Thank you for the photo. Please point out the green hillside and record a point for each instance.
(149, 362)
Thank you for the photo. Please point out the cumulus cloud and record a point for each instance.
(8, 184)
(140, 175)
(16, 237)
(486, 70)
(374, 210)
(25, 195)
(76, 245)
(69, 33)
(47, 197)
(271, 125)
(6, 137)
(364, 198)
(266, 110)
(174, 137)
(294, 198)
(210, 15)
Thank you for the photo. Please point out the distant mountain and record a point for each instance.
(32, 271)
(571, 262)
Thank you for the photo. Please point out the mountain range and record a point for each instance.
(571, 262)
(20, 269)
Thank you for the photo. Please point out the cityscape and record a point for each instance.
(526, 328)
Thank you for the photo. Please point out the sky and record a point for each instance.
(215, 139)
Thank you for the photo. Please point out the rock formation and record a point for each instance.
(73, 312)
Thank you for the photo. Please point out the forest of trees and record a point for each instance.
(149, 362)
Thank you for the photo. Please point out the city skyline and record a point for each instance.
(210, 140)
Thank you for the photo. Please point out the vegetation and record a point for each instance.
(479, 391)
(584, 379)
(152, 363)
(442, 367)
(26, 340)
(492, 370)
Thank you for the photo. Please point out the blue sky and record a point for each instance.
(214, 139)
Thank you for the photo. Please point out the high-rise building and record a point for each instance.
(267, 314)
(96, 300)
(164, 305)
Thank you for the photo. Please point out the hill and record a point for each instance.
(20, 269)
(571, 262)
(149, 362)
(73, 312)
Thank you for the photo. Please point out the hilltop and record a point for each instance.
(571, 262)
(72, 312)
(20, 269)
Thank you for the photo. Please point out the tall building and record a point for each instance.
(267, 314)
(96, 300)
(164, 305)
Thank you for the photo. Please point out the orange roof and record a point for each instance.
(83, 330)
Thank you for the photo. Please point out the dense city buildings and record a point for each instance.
※
- [The exercise]: Type the material above out again, exactly.

- [Exercise response]:
Thank you for the photo. Please point out the green hillside and record a point for each instance.
(149, 362)
Thank you for the photo. Please point out the cumulus cloud and record a point for each instance.
(8, 184)
(140, 175)
(16, 237)
(486, 70)
(374, 210)
(25, 195)
(76, 245)
(69, 33)
(47, 197)
(271, 125)
(6, 137)
(364, 198)
(266, 110)
(174, 137)
(294, 198)
(210, 15)
Thank you for the photo. Please point out the distant mountain and record a point for each instance.
(32, 271)
(571, 262)
Thank you for the photo. Please point out the mountain range and record a point for each instance.
(571, 262)
(20, 269)
Thank you for the photo. Please point out the cityscape and record a point for each instance.
(526, 328)
Thank you for the photo. Please point out the sky and record a point for each instance.
(215, 139)
Thank you for the photo. Please point out the rock formation and record a point for each instance.
(73, 312)
Thank you for the photo. Please point out the forest of trees and record a point for each instance.
(149, 362)
Thank you for the photo. Please point out the city skyline and record a point for each instance.
(210, 140)
Thank you for the photo. Please point out the vegetation and record a point for each instance.
(479, 391)
(584, 379)
(152, 363)
(442, 367)
(26, 340)
(492, 370)
Thank you for the photo. Please point out the blue sky and record a point for each instance.
(214, 139)
Thank you for the photo. Please point out the high-rise building and record a point for each instance.
(267, 314)
(96, 300)
(164, 305)
Thank you for the photo. Please point out the hill and record a point for each instance.
(20, 269)
(571, 262)
(149, 362)
(73, 312)
Thank you for the photo. Please point out the hilltop and record a point for each instance.
(571, 262)
(72, 312)
(20, 269)
Thank you for the photo. Please point out the tall building and record a point for each instance.
(267, 314)
(96, 300)
(164, 305)
Thank you for the photo. Please point out the orange roof and record a point for each instance.
(83, 330)
Thank you for the photo. Please point out the dense city buildings and record a point for each instance.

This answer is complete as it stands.